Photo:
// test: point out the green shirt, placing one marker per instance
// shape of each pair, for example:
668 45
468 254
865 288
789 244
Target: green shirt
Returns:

----------

_Directions for this task:_ State how many lines in the entries above hold the word "green", with no further text.

_Solution to this task:_ 2